Exercise directions -> Copy out all of the material below, substituting "foreground clicks" for each occurrence of "positive clicks" and keeping everything else as it is.

Records from a data source ->
# # #

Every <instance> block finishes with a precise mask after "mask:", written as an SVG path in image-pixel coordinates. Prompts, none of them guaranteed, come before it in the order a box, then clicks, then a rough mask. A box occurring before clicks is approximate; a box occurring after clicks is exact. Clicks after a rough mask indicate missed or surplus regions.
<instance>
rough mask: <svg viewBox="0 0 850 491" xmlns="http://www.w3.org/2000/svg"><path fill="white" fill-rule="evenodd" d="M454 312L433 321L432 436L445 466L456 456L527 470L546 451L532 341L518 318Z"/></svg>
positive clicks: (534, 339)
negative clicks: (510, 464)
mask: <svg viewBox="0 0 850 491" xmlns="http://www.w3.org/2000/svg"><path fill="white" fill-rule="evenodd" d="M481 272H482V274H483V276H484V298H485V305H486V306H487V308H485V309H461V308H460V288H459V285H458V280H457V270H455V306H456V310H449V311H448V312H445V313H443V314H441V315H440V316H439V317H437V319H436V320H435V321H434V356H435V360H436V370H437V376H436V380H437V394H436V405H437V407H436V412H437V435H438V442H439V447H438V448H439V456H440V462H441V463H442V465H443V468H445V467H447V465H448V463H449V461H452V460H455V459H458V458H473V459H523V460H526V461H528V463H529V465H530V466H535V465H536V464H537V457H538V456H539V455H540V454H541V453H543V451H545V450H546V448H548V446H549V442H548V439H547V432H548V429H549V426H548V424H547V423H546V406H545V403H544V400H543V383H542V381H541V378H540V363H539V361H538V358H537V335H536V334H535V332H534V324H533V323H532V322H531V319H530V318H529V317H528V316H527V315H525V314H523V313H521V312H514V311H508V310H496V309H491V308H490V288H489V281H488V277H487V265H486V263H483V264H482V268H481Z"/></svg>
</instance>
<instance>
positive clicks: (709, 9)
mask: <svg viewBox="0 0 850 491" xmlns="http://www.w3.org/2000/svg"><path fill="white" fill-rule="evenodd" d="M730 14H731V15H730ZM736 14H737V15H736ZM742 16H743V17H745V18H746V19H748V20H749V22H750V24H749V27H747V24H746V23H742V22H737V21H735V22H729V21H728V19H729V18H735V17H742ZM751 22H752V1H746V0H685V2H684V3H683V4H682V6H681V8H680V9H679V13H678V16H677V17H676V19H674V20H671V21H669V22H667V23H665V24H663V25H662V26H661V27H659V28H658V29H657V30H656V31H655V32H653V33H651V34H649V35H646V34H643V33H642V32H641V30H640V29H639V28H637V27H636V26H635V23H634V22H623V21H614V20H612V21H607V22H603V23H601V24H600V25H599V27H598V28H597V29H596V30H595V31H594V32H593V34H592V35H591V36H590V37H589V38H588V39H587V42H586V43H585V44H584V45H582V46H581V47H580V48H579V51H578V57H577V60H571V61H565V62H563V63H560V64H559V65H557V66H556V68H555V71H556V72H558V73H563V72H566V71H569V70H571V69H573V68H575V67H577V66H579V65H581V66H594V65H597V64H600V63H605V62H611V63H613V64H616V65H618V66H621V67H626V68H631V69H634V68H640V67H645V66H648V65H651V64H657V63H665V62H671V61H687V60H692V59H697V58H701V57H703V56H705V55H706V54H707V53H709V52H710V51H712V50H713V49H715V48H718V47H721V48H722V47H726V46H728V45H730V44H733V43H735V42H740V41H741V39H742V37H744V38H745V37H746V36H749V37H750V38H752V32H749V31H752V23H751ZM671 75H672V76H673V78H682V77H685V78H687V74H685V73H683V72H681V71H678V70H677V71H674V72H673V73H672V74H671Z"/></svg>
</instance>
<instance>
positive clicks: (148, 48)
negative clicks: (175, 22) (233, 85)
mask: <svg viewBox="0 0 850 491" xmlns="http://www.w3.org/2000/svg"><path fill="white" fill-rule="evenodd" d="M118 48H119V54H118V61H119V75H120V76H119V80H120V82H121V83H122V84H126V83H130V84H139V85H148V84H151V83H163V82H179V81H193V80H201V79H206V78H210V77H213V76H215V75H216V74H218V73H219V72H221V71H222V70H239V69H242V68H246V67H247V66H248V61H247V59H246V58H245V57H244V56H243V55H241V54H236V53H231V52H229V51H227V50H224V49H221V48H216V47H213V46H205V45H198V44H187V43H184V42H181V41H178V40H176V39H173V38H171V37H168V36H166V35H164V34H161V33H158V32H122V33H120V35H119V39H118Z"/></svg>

# # #

Answer to the exercise ->
Every <instance> block finishes with a precise mask after "mask:", written as an SVG path in image-pixel coordinates. Prompts, none of them guaranteed, come before it in the order a box, then clicks, then a rough mask. A box occurring before clicks is approximate; a box occurring after clicks is exact. Clicks after a rough mask indicate missed or surplus regions.
<instance>
rough mask: <svg viewBox="0 0 850 491" xmlns="http://www.w3.org/2000/svg"><path fill="white" fill-rule="evenodd" d="M454 312L433 321L432 436L445 466L456 456L527 470L546 451L532 341L518 318Z"/></svg>
foreground clicks: (534, 339)
negative clicks: (510, 464)
mask: <svg viewBox="0 0 850 491" xmlns="http://www.w3.org/2000/svg"><path fill="white" fill-rule="evenodd" d="M481 272H482V274H483V276H484V298H485V305H486V306H487V308H485V309H461V308H460V288H459V285H458V280H457V270H455V306H456V310H449V311H448V312H445V313H443V314H441V315H440V316H439V317H437V319H436V320H435V321H434V356H435V360H436V370H437V376H436V380H437V394H436V405H437V407H436V412H437V435H438V442H439V447H438V448H439V456H440V462H441V463H442V465H443V468H445V467H447V465H448V463H449V461H452V460H455V459H458V458H473V459H523V460H526V461H528V463H529V465H530V466H535V465H536V464H537V457H538V456H539V455H540V454H541V453H543V451H545V450H546V448H548V446H549V442H548V439H547V432H548V429H549V426H548V424H547V423H546V406H545V403H544V400H543V383H542V381H541V378H540V363H539V361H538V358H537V335H536V334H535V332H534V324H533V323H532V322H531V319H530V318H529V317H528V316H527V315H525V314H523V313H521V312H514V311H508V310H496V309H491V308H490V288H489V281H488V277H487V265H486V263H483V264H482V268H481Z"/></svg>
</instance>
<instance>
foreground clicks: (709, 9)
mask: <svg viewBox="0 0 850 491" xmlns="http://www.w3.org/2000/svg"><path fill="white" fill-rule="evenodd" d="M730 14H731V15H730ZM736 14H737V15H736ZM742 16H743V17H745V18H746V19H748V20H749V22H750V24H749V27H747V24H746V23H742V22H737V21H735V22H729V21H728V19H729V18H735V17H742ZM751 22H752V1H746V0H685V2H684V3H683V4H682V6H681V8H680V9H679V13H678V16H677V17H676V19H674V20H671V21H669V22H667V23H665V24H663V25H662V26H661V27H659V28H658V29H657V30H656V31H655V32H653V33H651V34H649V35H646V34H643V33H642V32H641V30H640V29H639V28H637V27H636V26H635V23H634V22H623V21H614V20H612V21H607V22H603V23H601V24H600V25H599V27H598V28H597V29H596V30H595V31H594V32H593V34H592V35H591V36H590V37H589V38H588V39H587V42H586V43H585V44H584V45H582V46H581V47H580V48H579V51H578V57H577V60H571V61H565V62H563V63H560V64H559V65H557V66H556V68H555V71H556V72H558V73H563V72H566V71H569V70H571V69H573V68H575V67H577V66H579V65H581V66H594V65H597V64H600V63H605V62H611V63H613V64H616V65H618V66H621V67H626V68H631V69H634V68H640V67H645V66H648V65H651V64H657V63H665V62H671V61H687V60H692V59H697V58H701V57H703V56H705V55H706V54H707V53H709V52H710V51H712V50H713V49H715V48H718V47H721V48H722V47H726V46H728V45H730V44H733V43H735V42H740V41H741V39H742V37H744V38H745V37H746V36H749V37H750V38H752V32H749V31H752V23H751ZM671 75H672V76H673V78H682V77H685V78H687V74H685V73H683V72H681V71H678V70H677V71H674V72H673V73H672V74H671Z"/></svg>
</instance>
<instance>
foreground clicks: (148, 48)
negative clicks: (175, 22) (233, 85)
mask: <svg viewBox="0 0 850 491" xmlns="http://www.w3.org/2000/svg"><path fill="white" fill-rule="evenodd" d="M118 48H119V54H118V61H119V75H120V76H119V80H120V82H121V83H122V84H126V83H130V84H139V85H148V84H151V83H163V82H179V81H193V80H201V79H206V78H210V77H213V76H215V75H216V74H218V73H219V72H221V71H222V70H239V69H242V68H246V67H247V66H248V61H247V59H246V58H245V57H244V56H243V55H241V54H236V53H231V52H229V51H227V50H224V49H221V48H216V47H213V46H205V45H198V44H187V43H184V42H181V41H178V40H176V39H173V38H171V37H168V36H166V35H164V34H161V33H158V32H122V33H120V35H119V39H118Z"/></svg>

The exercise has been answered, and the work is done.